Exercise instructions: What is needed is the full set of records, word for word, with no pictures.

Data records:

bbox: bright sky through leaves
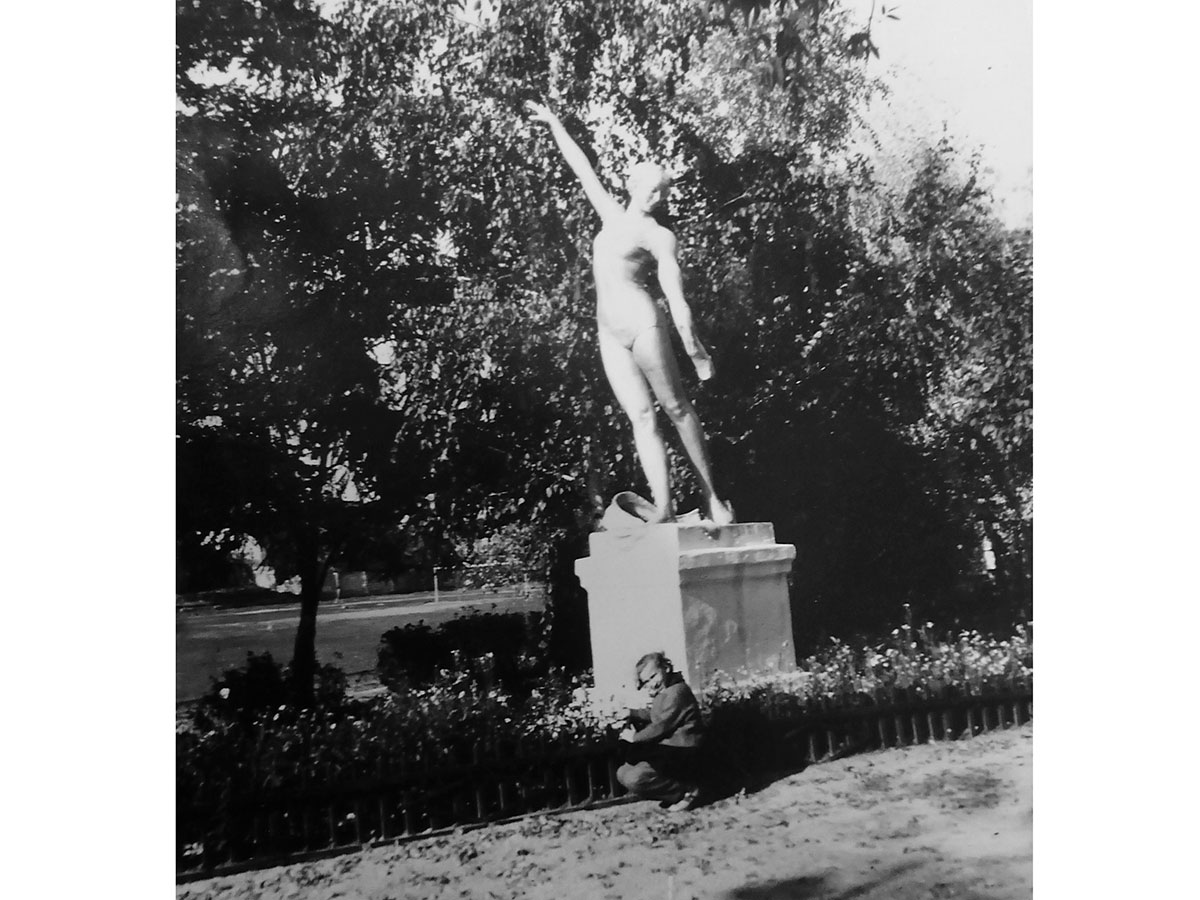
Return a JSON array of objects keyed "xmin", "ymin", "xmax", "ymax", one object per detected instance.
[
  {"xmin": 845, "ymin": 0, "xmax": 1032, "ymax": 228},
  {"xmin": 306, "ymin": 0, "xmax": 1031, "ymax": 228}
]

Answer for the task:
bbox: bright sky through leaves
Return a JSON array of objects keyed "xmin", "ymin", "xmax", "ymax", one object per detected instance.
[
  {"xmin": 845, "ymin": 0, "xmax": 1032, "ymax": 228},
  {"xmin": 306, "ymin": 0, "xmax": 1031, "ymax": 228}
]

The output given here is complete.